» TASK PROMPT
Convert everything in the data below, from the line containing "segment reflection of" down to the line containing "Return the outline of every instance of the reflection", both included, into a JSON list of strings with one string per line and blank lines omitted.

[Start EXERCISE INPUTS]

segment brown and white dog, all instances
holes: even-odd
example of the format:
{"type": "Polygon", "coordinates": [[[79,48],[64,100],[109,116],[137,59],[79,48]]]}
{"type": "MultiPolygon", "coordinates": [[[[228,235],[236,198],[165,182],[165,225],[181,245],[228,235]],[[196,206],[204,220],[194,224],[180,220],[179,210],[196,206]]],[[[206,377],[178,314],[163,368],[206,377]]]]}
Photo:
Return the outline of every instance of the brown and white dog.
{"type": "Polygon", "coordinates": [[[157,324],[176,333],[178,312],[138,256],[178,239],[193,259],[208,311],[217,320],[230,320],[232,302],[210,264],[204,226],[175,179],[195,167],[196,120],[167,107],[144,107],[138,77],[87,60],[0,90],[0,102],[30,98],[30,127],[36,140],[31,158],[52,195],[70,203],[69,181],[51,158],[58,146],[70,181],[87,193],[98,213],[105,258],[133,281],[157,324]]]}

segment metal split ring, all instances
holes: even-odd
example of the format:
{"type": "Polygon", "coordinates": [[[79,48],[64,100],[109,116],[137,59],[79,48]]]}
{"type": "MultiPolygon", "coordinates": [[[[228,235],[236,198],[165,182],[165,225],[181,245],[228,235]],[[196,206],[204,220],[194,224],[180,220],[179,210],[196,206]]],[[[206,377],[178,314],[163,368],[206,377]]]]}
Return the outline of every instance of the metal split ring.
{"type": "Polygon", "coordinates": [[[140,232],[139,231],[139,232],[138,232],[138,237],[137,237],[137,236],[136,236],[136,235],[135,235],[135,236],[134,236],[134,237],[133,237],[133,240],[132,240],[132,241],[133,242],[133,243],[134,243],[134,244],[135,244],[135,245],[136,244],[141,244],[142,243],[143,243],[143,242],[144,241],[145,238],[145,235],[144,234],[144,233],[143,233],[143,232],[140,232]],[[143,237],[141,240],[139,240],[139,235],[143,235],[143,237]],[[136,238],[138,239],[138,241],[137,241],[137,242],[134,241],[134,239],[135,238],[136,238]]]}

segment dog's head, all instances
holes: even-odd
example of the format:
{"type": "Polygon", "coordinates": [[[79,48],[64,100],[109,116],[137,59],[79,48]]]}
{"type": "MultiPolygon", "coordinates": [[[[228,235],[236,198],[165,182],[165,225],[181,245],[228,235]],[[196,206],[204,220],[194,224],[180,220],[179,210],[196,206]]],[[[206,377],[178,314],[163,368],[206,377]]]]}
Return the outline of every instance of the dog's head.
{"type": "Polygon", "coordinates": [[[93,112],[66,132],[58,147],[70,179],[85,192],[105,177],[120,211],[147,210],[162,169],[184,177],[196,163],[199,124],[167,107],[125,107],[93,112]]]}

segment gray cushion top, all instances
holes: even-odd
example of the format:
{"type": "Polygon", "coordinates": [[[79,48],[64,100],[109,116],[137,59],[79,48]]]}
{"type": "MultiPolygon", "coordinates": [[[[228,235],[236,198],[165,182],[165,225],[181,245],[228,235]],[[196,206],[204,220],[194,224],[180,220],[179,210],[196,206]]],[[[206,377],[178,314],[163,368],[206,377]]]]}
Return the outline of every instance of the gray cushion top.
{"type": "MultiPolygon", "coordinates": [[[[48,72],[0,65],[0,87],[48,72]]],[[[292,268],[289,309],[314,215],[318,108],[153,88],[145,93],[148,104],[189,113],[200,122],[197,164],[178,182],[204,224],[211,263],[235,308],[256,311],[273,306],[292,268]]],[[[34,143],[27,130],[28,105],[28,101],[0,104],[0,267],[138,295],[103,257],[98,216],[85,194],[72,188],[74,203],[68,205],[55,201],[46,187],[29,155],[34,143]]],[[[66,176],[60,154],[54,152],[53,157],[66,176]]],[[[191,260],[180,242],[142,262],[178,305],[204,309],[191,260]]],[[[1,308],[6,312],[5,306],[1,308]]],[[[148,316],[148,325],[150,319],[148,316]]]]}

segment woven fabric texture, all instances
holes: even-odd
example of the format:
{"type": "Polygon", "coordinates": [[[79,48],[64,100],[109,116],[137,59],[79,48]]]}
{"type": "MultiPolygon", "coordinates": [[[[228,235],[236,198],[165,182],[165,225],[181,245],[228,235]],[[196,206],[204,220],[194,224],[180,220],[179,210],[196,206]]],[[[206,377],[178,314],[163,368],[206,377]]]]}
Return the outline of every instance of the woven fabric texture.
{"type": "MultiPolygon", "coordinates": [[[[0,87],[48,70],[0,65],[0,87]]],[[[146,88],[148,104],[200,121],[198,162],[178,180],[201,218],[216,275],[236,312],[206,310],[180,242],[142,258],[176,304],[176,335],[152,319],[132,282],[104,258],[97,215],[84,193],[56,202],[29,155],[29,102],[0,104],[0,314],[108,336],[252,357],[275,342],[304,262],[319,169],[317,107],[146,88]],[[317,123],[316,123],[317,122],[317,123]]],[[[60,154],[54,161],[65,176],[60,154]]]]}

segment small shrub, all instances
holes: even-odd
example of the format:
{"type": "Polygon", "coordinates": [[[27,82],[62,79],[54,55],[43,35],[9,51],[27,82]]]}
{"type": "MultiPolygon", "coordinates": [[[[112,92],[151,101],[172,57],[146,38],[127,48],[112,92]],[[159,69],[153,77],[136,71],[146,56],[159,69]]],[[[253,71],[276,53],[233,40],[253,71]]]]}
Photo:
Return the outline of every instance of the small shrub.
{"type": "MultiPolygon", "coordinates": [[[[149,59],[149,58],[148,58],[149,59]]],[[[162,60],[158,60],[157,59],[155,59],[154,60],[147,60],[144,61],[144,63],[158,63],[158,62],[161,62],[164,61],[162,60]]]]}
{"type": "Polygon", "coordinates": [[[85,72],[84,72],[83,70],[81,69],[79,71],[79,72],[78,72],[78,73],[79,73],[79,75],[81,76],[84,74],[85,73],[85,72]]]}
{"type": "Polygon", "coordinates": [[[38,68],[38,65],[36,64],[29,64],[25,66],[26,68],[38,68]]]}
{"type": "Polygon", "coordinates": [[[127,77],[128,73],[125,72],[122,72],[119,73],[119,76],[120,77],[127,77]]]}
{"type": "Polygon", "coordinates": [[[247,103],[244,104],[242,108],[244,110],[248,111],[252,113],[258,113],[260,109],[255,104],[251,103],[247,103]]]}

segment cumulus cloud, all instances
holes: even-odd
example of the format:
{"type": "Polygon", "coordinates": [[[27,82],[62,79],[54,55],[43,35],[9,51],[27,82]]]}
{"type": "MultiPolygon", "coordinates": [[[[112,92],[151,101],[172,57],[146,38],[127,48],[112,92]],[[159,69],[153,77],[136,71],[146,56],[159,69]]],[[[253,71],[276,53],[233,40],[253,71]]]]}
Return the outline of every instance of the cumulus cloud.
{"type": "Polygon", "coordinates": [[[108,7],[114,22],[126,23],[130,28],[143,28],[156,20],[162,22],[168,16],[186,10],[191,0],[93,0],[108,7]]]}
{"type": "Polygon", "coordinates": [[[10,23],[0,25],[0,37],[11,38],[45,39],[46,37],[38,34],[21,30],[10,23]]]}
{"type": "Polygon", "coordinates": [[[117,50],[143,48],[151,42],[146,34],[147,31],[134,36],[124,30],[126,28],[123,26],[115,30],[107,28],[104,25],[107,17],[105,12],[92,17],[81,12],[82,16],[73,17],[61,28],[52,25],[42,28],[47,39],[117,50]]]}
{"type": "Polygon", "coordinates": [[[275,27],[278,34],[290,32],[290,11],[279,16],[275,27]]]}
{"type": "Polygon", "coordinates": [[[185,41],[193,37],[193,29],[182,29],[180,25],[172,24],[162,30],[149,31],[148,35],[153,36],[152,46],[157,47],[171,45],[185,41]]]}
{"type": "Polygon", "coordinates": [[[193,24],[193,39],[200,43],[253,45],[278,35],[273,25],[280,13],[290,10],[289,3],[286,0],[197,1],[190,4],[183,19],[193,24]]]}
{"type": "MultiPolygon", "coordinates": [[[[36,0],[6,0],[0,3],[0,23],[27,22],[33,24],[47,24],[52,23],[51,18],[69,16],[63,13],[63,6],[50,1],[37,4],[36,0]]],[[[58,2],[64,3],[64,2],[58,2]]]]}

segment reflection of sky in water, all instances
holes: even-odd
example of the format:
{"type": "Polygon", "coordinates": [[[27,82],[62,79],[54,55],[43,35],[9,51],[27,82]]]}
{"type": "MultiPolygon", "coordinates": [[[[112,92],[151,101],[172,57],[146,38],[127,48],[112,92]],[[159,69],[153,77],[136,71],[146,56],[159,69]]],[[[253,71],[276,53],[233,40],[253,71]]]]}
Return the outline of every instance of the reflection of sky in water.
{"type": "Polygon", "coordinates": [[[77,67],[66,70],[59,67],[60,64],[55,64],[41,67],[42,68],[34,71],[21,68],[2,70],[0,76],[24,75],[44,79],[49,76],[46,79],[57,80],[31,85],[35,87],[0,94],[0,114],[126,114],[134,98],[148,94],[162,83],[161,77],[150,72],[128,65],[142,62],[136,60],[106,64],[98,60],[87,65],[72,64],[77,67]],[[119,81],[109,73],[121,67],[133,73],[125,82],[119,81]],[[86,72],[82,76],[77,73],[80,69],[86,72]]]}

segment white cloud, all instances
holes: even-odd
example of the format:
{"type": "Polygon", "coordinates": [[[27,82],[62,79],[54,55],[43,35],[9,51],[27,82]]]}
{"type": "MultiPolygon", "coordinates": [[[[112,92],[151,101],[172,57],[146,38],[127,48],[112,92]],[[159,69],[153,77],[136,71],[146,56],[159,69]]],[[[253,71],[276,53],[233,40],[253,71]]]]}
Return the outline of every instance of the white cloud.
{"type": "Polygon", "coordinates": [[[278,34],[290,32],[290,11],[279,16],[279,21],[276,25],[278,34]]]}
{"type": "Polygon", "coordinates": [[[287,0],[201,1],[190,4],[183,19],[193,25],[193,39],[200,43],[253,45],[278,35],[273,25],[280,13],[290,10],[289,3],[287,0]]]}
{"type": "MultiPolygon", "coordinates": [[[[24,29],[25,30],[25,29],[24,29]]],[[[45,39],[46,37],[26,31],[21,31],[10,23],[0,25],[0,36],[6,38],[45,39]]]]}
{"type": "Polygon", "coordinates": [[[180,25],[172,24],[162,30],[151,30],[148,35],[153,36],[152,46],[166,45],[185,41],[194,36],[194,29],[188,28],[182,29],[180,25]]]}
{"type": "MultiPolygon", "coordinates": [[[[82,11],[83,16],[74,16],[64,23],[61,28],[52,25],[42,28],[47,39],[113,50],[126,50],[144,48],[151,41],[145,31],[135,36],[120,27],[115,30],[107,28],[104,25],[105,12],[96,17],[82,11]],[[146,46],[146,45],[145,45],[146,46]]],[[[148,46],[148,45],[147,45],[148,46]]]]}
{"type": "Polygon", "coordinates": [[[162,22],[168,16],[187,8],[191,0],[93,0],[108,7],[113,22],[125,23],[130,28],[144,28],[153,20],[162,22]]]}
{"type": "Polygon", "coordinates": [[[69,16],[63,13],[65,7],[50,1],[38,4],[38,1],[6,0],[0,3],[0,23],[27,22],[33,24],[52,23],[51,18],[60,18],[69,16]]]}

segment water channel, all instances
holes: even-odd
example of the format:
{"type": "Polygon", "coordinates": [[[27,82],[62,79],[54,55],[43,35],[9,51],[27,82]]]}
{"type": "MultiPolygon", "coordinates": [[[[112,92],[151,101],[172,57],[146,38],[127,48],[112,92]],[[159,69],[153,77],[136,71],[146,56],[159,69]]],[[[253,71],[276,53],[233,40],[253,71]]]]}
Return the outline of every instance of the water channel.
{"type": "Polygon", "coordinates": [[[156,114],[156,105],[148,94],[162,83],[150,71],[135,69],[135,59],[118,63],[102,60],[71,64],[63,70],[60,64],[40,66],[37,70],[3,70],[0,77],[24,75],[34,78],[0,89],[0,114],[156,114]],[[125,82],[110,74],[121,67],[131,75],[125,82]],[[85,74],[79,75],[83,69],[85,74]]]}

[End EXERCISE INPUTS]

» SOLUTION TO THE PROBLEM
[
  "segment reflection of sky in water, all instances",
  "holes: even-odd",
  "example of the format:",
  "{\"type\": \"Polygon\", \"coordinates\": [[[27,82],[62,79],[54,55],[43,35],[9,51],[27,82]]]}",
  "{\"type\": \"MultiPolygon\", \"coordinates\": [[[[112,92],[151,101],[172,57],[146,38],[127,48],[112,92]],[[159,69],[153,77],[136,71],[146,56],[159,69]]],[[[253,71],[276,53],[233,40],[253,71]]]]}",
  "Return the outline of every instance of the reflection of sky in water."
]